** BEGIN Exercise inputs **

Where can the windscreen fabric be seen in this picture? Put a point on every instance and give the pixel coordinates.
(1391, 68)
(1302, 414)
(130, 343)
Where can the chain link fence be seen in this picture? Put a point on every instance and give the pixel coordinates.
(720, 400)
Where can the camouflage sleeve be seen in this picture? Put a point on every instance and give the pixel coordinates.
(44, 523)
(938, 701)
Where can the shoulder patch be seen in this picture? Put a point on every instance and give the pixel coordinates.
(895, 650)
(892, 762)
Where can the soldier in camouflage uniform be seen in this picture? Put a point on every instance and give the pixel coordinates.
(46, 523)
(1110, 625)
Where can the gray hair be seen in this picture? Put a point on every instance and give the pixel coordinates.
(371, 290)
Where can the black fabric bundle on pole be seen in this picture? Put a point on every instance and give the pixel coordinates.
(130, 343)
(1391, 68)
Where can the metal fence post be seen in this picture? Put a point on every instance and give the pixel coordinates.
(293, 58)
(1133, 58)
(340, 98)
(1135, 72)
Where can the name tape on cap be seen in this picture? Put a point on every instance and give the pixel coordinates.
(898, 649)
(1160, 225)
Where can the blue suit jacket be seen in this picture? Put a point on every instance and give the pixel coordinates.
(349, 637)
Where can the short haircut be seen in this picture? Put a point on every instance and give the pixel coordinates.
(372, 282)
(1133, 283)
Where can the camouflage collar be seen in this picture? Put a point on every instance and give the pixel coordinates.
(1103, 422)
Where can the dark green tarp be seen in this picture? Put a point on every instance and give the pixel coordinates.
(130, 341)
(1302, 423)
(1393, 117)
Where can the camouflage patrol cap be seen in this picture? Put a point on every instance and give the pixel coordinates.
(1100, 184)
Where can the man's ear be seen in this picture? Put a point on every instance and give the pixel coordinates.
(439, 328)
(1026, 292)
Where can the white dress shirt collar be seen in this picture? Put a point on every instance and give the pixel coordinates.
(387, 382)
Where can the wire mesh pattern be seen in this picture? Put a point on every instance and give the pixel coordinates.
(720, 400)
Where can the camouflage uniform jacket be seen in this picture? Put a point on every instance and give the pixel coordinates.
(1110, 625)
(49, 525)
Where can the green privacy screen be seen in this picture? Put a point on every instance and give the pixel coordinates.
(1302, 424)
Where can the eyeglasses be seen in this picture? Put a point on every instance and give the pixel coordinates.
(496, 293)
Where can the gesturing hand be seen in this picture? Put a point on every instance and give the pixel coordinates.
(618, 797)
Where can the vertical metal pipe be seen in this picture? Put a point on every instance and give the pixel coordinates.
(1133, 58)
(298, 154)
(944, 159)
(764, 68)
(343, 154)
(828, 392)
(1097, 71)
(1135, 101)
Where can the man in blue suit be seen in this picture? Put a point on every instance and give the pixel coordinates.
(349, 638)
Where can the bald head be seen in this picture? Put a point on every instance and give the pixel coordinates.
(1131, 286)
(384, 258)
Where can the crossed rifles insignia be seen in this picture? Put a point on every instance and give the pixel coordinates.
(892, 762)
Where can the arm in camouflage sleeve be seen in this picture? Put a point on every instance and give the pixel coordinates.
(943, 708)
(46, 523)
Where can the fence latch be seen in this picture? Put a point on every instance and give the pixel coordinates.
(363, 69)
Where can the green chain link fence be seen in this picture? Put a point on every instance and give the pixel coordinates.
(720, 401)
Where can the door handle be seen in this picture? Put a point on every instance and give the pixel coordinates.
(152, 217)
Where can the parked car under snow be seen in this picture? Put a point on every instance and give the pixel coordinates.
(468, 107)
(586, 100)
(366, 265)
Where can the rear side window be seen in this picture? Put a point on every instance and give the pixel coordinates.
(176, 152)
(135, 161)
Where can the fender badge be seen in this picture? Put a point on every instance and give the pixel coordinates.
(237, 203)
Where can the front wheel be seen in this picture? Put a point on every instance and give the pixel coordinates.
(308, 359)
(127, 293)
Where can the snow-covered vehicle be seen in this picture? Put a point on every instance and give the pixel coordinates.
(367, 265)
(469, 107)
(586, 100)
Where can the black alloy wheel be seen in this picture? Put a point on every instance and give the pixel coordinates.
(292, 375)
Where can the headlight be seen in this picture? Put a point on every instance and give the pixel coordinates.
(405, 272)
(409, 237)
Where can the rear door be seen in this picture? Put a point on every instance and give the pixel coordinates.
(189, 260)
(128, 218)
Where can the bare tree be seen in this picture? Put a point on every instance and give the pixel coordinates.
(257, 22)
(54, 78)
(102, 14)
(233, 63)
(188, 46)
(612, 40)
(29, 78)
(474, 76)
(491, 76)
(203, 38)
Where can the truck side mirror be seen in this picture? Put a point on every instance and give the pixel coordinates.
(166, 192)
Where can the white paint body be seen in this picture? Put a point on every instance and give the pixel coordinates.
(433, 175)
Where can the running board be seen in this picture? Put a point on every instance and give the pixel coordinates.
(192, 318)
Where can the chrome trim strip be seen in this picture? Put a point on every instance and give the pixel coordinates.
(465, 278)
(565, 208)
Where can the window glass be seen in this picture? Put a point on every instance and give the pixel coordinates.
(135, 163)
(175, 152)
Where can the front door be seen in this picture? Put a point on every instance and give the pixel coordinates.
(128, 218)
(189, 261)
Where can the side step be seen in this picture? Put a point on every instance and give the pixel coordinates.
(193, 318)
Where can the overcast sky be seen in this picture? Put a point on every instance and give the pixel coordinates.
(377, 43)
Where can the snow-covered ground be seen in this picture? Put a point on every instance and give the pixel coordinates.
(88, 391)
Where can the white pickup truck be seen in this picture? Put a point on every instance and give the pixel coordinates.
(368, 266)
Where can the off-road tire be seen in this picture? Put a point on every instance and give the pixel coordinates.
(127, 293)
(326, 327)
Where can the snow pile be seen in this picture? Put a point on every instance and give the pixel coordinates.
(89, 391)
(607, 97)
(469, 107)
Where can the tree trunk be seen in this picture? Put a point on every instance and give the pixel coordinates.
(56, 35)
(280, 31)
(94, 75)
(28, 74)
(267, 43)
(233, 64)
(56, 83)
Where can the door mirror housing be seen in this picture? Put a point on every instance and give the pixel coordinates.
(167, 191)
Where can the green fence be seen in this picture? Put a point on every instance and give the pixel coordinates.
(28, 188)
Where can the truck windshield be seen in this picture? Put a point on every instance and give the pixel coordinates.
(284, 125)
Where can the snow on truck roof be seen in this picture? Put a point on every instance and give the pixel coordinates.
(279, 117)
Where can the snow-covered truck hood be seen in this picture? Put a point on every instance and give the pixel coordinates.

** END Exercise inputs **

Write out the data again, starting at the line that contains "Where can the metal" and ending at the line that contains "(1103, 422)", with both of those lines included. Leave each request as it is, and scale every coordinate in the answers by 2.6, rounding to whole numbers with halves rounded up.

Where can the metal fence post be seen in this picture? Put a point on every instance and give the pixel coordinates.
(762, 151)
(2946, 151)
(884, 255)
(2951, 187)
Where can the name tape on cap be seen in this picture? Put a point on every instance and give the pixel coordinates.
(2335, 1687)
(3016, 585)
Where can the blue suit jacket be seen in this picture? Put a point on every instance and give the pixel coordinates.
(907, 1656)
Where can the short haircut be seen in this picture? Put a point on every instance and give the pixel coordinates.
(967, 733)
(2946, 736)
Where can the camouflage collar be seen in this picture? Put a point on every instance and give the pixel coordinates.
(2868, 1097)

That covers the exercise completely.